Brief: Without the pictures, copy the entries below word for word.

Collected data:
****************

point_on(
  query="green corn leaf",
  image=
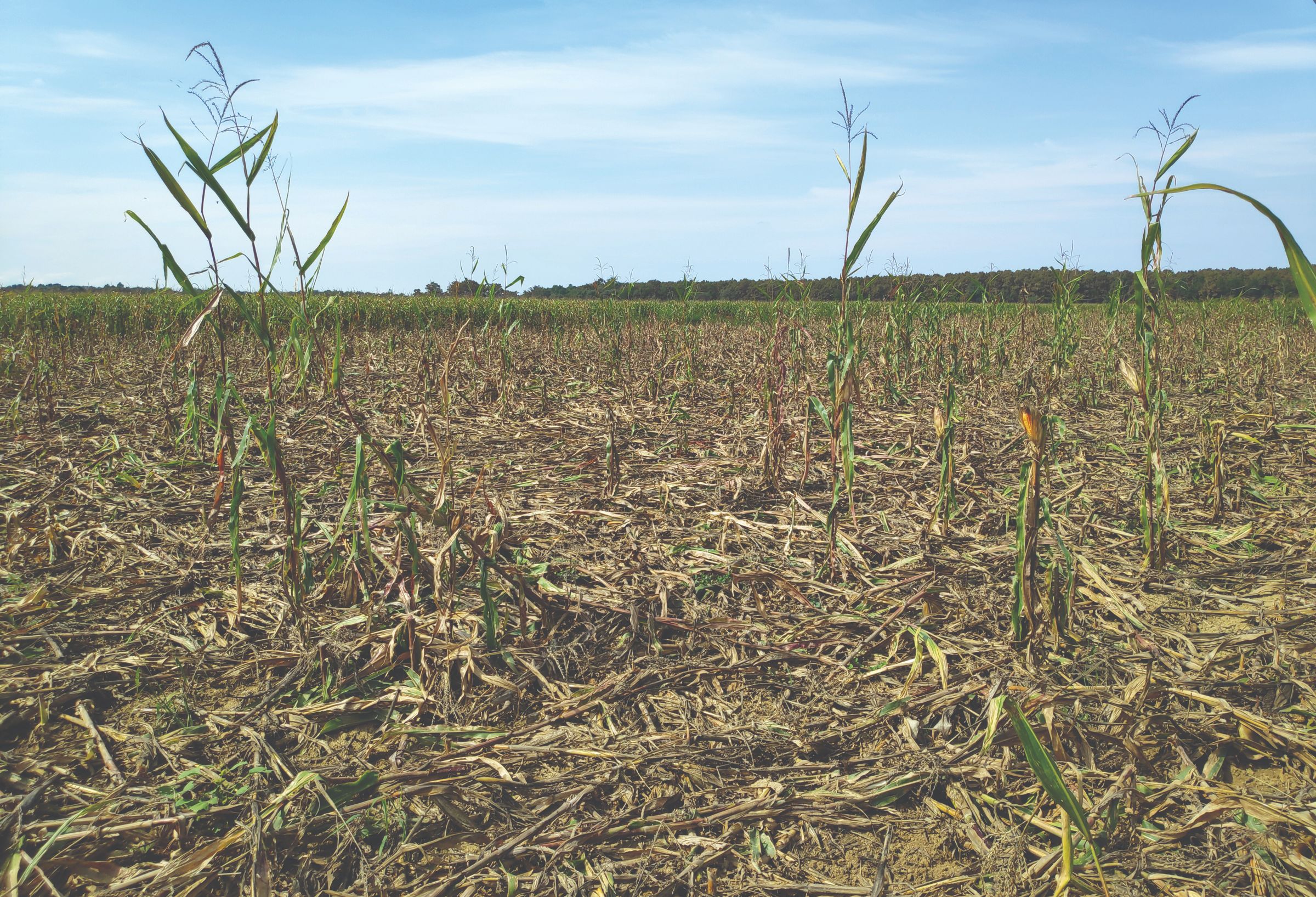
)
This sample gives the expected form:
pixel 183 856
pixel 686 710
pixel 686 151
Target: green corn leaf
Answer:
pixel 859 181
pixel 170 264
pixel 203 172
pixel 867 232
pixel 253 320
pixel 265 153
pixel 1301 269
pixel 1169 162
pixel 241 149
pixel 820 410
pixel 1048 774
pixel 177 190
pixel 324 242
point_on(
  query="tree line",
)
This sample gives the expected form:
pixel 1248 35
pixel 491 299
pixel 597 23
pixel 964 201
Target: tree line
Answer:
pixel 969 286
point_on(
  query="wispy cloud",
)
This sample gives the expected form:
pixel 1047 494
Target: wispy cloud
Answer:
pixel 40 98
pixel 95 45
pixel 685 89
pixel 1262 52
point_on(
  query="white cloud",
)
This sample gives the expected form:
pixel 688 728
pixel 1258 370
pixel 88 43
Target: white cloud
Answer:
pixel 1265 52
pixel 95 45
pixel 40 98
pixel 682 90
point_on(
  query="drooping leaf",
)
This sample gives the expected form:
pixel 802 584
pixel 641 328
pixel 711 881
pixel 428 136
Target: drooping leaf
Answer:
pixel 859 181
pixel 1044 767
pixel 1169 162
pixel 1300 267
pixel 265 152
pixel 857 249
pixel 175 190
pixel 203 172
pixel 324 242
pixel 170 264
pixel 241 149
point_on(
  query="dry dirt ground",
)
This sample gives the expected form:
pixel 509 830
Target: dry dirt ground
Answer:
pixel 690 691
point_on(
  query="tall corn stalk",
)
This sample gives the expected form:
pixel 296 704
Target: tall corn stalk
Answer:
pixel 848 347
pixel 1150 306
pixel 1024 613
pixel 251 150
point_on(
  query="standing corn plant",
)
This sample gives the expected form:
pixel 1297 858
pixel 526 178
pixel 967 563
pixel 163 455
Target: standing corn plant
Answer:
pixel 1150 302
pixel 848 348
pixel 252 150
pixel 1024 613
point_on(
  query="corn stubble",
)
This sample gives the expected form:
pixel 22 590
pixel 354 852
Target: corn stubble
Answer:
pixel 554 597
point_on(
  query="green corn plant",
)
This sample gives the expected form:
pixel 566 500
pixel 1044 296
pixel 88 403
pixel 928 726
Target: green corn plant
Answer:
pixel 773 388
pixel 192 410
pixel 1024 610
pixel 1218 468
pixel 848 348
pixel 944 422
pixel 1050 777
pixel 1060 593
pixel 1150 304
pixel 1065 332
pixel 236 517
pixel 1300 267
pixel 212 166
pixel 359 505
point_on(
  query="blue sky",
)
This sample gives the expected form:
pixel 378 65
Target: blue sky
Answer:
pixel 649 136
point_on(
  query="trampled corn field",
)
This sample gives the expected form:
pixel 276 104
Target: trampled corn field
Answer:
pixel 911 593
pixel 585 605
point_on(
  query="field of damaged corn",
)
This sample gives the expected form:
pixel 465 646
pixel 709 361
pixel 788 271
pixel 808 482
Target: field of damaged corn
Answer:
pixel 607 599
pixel 915 592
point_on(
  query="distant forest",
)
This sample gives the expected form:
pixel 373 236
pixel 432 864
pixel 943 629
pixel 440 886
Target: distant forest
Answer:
pixel 1012 286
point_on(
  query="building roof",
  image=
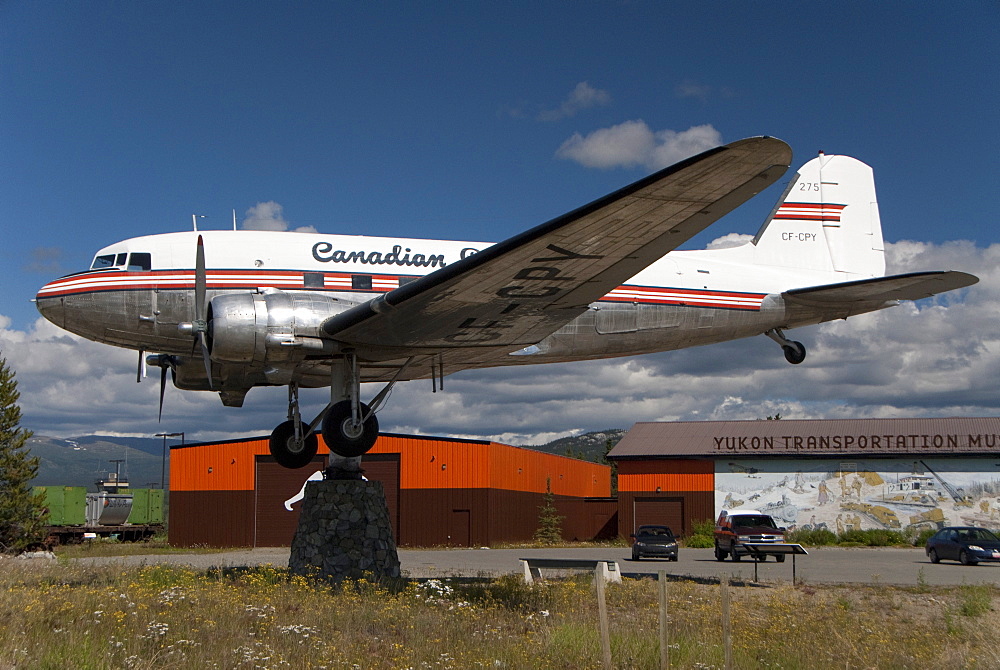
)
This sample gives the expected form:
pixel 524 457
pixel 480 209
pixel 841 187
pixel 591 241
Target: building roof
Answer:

****************

The output:
point_on(
  query="green corn leaf",
  image=
)
This sample gives the expected form:
pixel 183 856
pixel 686 710
pixel 686 151
Target: green corn leaf
Answer:
pixel 859 181
pixel 170 264
pixel 203 172
pixel 867 232
pixel 253 320
pixel 265 153
pixel 1301 269
pixel 1169 162
pixel 241 149
pixel 820 410
pixel 1048 774
pixel 177 190
pixel 324 242
point_on(
  query="tree line",
)
This sample gives the expected form:
pixel 1248 35
pixel 491 299
pixel 597 23
pixel 964 201
Target: tree line
Answer:
pixel 969 286
point_on(
  query="wispy cloud",
)
This sample gives the expected form:
pixel 1047 494
Target: wispy cloud
Answer:
pixel 40 98
pixel 95 45
pixel 685 89
pixel 1262 52
point_on(
  query="white cloud",
)
This sample gives the expected form:
pixel 688 728
pixel 1258 370
pixel 88 43
Target: white cloud
Answer:
pixel 1265 52
pixel 95 45
pixel 40 98
pixel 682 90
point_on(
  query="drooping leaf",
)
This sample gives the expected form:
pixel 802 584
pixel 641 328
pixel 711 881
pixel 428 136
Target: drooping leaf
Answer:
pixel 859 181
pixel 1044 767
pixel 1169 162
pixel 1300 267
pixel 265 152
pixel 857 249
pixel 175 190
pixel 203 172
pixel 324 242
pixel 170 264
pixel 241 149
point_on(
  query="dry dirt ground",
)
This sample gives the expected form:
pixel 509 830
Target: dry dirt ground
Answer:
pixel 690 691
point_on(
  query="tall corn stalk",
)
This sample gives the expected form:
pixel 296 704
Target: tall corn stalk
Answer:
pixel 848 347
pixel 1150 306
pixel 1024 613
pixel 251 150
point_on(
  query="standing corn plant",
)
This sample gives the expected form:
pixel 1297 858
pixel 526 178
pixel 967 563
pixel 163 455
Target: standing corn plant
Answer:
pixel 1150 302
pixel 848 348
pixel 252 150
pixel 1024 613
point_on(
  query="corn stubble",
)
This sample gives the expected form:
pixel 22 590
pixel 354 852
Target: corn stubble
Answer:
pixel 554 597
point_on(
  query="green corn plant",
)
This sample gives the expected form:
pixel 566 500
pixel 1044 296
pixel 88 403
pixel 928 726
Target: green corn plant
Answer:
pixel 773 388
pixel 192 410
pixel 1024 610
pixel 1218 468
pixel 848 348
pixel 944 422
pixel 1050 777
pixel 1060 593
pixel 1150 304
pixel 1065 332
pixel 236 517
pixel 1300 267
pixel 212 166
pixel 359 505
point_on(
  query="blue sky",
)
This sample gives the expected form:
pixel 378 65
Target: blue sky
Answer:
pixel 649 136
point_on(
  query="trampled corn field",
)
This sample gives the expected form:
pixel 276 104
Target: trampled corn field
Answer:
pixel 911 593
pixel 585 605
point_on(
  query="field of damaged corn",
)
This sample gives the expected form:
pixel 465 646
pixel 709 361
pixel 788 271
pixel 808 482
Target: field of damaged corn
Answer:
pixel 607 599
pixel 915 592
point_on(
  query="distant forest",
)
This sample gives the expected form:
pixel 373 236
pixel 432 864
pixel 943 629
pixel 440 886
Target: distant forest
Answer:
pixel 1012 286
point_on(
  query="building roof",
  image=
)
This sample gives the expected form:
pixel 524 457
pixel 480 209
pixel 841 187
pixel 591 241
Target: building roof
Answer:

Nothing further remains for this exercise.